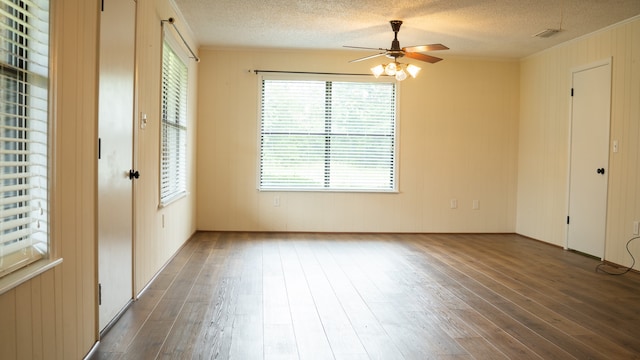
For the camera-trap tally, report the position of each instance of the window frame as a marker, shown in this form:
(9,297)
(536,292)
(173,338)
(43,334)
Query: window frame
(329,78)
(179,188)
(36,101)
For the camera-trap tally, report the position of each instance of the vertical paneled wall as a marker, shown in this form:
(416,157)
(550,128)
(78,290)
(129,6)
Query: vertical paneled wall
(544,137)
(53,316)
(458,126)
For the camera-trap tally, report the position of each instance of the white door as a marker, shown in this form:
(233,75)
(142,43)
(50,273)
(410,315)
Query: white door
(115,189)
(591,104)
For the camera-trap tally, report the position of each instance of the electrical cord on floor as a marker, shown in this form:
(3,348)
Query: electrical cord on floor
(633,261)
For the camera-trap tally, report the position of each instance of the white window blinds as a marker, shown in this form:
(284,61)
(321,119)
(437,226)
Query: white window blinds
(174,126)
(327,135)
(24,51)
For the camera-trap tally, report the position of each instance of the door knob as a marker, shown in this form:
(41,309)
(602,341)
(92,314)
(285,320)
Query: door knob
(133,174)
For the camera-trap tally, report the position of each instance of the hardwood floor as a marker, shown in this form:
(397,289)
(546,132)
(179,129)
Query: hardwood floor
(379,296)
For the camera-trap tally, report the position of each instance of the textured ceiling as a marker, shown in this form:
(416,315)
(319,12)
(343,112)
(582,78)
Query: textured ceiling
(492,28)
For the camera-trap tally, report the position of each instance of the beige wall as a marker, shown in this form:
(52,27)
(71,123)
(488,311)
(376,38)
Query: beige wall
(543,166)
(458,126)
(54,315)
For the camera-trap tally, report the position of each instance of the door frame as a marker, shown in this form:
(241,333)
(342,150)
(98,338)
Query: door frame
(604,62)
(133,163)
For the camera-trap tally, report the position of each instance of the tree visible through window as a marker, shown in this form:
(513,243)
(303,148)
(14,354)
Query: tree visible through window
(327,135)
(174,126)
(24,211)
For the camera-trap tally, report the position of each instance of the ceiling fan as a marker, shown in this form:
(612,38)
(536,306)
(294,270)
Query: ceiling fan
(395,52)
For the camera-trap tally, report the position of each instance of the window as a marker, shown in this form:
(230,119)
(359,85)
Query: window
(174,126)
(24,211)
(327,135)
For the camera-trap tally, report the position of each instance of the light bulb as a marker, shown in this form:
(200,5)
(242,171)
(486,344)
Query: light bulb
(377,70)
(413,70)
(390,69)
(401,75)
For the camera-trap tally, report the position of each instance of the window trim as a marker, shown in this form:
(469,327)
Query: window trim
(332,78)
(179,53)
(51,258)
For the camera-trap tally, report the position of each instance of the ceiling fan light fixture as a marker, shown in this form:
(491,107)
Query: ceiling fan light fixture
(413,70)
(377,70)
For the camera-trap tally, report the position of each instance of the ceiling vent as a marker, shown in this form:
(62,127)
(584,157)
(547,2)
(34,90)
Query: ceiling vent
(546,33)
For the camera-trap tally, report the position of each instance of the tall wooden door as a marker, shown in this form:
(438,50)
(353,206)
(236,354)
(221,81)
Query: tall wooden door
(115,189)
(589,173)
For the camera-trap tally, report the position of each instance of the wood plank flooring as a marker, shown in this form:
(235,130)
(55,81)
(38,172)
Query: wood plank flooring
(379,296)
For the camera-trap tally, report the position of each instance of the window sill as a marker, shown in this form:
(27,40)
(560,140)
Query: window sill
(27,273)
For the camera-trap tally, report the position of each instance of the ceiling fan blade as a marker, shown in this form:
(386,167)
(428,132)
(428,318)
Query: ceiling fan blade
(368,57)
(425,48)
(422,57)
(360,47)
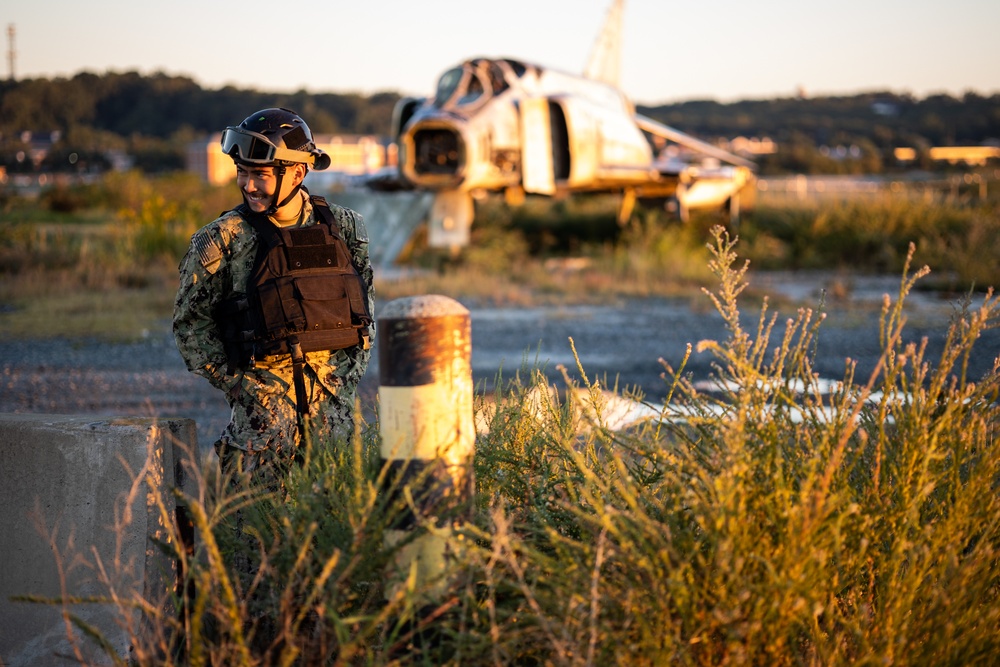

-- Work to do --
Which lines of the records contain the word "window"? Filter them out and copy each one, treating uppercase and lowercase as different.

-- Answer to the task --
For the camera-trap tally, report the position of each instance of the window frame as a marker, shown in this form:
Query: window frame
For the camera-trap tally, report the position of each instance of the white window blinds as a marker, shown in this form:
Query: white window blinds
For the camera-trap tally, report the position of each instance of the tree visible through window as a marker, shown in this form:
Query: tree visible through window
For the camera-trap tally, report the position of each instance of the window as a marker, shown in this form:
Query: window
For the camera-trap tally, report the position of each instance of the window trim as a marker, shown in this form:
Query: window trim
For the camera-trap tally, report the position of each instance of the window sill as a marker, shown in this form:
Query: window sill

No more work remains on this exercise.